Starting with the line that contains "Expected: the pointer indicates a point on the illuminated", reproduce each line through the end of the listing below, with no other output.

Extracted entries start

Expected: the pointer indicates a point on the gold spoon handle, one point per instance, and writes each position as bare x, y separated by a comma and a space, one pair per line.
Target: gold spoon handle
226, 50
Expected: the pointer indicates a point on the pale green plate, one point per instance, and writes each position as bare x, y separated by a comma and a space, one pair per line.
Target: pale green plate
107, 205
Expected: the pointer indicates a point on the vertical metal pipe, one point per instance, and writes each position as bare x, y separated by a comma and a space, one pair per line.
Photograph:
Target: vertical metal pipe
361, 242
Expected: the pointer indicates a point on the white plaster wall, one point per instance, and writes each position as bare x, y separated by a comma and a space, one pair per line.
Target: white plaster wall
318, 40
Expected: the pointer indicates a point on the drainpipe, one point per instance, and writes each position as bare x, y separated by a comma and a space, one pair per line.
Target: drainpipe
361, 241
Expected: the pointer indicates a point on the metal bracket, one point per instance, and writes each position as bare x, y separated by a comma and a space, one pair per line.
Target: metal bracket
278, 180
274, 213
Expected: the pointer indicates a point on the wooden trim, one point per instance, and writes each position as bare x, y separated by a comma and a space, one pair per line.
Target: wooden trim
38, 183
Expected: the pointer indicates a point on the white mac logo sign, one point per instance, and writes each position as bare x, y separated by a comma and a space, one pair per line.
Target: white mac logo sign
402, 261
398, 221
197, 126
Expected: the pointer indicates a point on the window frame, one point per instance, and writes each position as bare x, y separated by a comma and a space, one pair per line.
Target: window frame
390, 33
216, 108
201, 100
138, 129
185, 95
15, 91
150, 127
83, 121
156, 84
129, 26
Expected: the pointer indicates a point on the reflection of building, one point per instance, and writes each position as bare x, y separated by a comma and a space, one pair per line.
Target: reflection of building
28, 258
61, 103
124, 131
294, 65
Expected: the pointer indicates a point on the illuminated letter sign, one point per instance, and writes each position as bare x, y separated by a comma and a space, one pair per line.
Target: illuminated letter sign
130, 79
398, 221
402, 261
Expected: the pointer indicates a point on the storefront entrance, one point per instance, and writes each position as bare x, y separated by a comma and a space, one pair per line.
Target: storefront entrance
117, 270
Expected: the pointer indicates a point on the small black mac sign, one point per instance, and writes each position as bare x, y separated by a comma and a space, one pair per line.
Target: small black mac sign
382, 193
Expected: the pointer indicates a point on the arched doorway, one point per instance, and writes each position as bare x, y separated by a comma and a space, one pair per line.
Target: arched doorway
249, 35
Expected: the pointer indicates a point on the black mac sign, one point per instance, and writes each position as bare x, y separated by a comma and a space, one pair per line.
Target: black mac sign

Extracted entries end

Task result |
Expected: the pointer indicates a point on the illuminated letter sign, one point per instance, and writes each position as bare x, y separated by a comma and a space, one pair per line.
Target: illuminated letter sign
130, 79
398, 221
402, 261
Expected: the pointer indicates a point on the storefront entrance, one point per instance, and writes each position as bare x, y separated by a comma and a space, one pair per line.
Target: storefront entrance
117, 270
Expected: the pointer indicates a point on the small black mac sign, one point per instance, and writes each position as bare x, y separated by a comma and a space, one pair per line.
Target: small black mac sign
382, 193
Expected: the pointer indicates a point on the arched doorway, one point per instance, and writes each position as bare x, y separated by a comma and a space, one pair per line.
Target: arched doorway
249, 35
Expected: the pointer indicates a point on the black mac sign, one point per instance, and writes each position as bare x, y separated by a comma and a space, one pair per line.
Target: black mac sign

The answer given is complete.